Object position labeling entries:
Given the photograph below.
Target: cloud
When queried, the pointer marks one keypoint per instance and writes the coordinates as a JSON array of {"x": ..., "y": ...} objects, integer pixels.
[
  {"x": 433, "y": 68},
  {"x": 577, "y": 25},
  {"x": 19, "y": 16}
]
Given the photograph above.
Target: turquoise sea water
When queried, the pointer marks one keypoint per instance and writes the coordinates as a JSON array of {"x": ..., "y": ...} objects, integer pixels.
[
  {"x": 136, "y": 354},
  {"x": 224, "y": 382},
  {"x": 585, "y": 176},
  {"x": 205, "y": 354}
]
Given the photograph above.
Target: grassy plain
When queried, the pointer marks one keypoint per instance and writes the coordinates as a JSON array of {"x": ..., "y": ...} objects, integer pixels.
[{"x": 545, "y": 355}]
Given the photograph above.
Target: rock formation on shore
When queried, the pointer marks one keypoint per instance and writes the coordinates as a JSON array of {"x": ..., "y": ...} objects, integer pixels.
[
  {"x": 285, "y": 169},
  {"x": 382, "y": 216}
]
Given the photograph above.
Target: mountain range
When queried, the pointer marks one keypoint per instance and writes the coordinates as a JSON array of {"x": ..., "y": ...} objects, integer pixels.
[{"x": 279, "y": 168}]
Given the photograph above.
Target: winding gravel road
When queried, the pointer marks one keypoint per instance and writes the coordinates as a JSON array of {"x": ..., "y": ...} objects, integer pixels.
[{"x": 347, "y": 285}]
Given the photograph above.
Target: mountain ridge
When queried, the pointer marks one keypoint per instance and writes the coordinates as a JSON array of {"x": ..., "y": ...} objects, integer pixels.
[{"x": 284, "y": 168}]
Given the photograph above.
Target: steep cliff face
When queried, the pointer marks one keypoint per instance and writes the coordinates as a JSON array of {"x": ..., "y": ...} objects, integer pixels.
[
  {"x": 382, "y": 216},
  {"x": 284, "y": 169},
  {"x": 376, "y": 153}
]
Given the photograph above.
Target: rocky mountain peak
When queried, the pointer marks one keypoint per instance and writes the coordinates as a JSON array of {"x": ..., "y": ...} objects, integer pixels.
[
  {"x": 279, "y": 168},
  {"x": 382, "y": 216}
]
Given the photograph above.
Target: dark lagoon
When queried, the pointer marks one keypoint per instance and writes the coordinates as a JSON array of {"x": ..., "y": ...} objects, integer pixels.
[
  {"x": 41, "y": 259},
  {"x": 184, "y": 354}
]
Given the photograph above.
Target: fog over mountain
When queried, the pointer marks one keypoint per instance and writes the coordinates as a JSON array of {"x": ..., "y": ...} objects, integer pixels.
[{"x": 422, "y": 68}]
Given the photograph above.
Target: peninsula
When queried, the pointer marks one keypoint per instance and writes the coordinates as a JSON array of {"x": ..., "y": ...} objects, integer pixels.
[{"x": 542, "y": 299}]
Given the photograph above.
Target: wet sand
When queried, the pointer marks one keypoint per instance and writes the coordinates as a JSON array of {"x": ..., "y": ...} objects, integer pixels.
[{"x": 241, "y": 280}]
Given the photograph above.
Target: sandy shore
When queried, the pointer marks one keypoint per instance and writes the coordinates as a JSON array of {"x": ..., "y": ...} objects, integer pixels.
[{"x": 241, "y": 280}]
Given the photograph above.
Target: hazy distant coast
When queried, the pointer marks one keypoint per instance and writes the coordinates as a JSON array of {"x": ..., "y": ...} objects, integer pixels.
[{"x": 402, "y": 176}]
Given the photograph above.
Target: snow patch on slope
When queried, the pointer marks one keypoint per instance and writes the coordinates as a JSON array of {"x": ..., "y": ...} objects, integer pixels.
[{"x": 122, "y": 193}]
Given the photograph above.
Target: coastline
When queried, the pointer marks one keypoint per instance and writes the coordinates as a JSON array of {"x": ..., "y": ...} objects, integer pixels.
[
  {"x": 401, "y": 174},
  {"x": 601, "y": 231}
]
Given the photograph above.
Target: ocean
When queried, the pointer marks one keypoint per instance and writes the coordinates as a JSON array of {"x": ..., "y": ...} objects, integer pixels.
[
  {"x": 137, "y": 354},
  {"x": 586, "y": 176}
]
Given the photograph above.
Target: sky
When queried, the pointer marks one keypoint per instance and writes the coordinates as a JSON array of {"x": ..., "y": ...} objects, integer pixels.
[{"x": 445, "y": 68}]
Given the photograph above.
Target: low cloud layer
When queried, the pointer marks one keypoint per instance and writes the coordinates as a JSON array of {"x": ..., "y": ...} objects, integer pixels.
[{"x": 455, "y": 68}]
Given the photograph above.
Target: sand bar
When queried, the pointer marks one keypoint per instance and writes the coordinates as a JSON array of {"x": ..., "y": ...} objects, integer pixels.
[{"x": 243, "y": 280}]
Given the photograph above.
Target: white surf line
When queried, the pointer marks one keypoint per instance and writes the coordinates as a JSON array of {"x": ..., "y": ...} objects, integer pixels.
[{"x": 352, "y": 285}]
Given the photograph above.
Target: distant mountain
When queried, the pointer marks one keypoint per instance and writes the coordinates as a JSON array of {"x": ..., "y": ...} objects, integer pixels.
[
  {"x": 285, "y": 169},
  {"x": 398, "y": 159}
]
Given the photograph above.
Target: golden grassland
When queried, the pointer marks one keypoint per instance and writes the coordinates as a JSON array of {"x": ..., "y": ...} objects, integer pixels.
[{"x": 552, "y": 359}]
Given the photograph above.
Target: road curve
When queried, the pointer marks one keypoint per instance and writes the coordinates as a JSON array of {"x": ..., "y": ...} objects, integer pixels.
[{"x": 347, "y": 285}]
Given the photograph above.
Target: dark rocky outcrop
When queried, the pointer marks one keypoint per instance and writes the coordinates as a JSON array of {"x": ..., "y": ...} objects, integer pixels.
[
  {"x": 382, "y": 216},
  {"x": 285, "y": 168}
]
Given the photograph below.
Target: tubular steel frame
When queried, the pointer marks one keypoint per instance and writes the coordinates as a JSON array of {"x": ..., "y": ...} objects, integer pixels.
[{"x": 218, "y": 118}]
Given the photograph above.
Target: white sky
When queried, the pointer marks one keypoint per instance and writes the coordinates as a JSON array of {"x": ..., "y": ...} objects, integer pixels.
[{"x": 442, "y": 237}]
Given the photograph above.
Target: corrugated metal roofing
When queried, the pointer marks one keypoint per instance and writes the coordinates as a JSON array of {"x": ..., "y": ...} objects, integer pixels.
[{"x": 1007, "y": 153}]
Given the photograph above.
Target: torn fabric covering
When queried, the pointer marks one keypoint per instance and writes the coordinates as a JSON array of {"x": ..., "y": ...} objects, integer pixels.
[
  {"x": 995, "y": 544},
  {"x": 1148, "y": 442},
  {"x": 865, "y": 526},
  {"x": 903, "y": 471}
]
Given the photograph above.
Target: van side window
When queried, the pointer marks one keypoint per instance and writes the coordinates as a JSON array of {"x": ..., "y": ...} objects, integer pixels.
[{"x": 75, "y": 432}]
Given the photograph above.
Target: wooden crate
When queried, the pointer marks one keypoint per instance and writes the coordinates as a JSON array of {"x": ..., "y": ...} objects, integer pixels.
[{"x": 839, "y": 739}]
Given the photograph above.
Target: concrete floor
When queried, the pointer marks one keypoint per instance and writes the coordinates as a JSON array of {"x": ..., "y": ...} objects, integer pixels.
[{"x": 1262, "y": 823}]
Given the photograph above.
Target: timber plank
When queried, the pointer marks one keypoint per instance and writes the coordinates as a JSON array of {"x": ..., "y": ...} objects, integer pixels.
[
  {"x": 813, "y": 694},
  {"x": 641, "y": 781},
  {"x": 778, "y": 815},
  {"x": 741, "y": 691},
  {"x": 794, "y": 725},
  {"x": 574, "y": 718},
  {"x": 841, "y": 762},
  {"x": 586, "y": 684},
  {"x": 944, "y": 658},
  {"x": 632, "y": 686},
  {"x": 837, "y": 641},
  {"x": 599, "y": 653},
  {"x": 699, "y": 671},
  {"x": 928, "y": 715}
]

→ DIRECTION:
Please extract each line from the items above that contains the word "road".

→ RIGHT ANSWER:
Target: winding gravel road
Target: road curve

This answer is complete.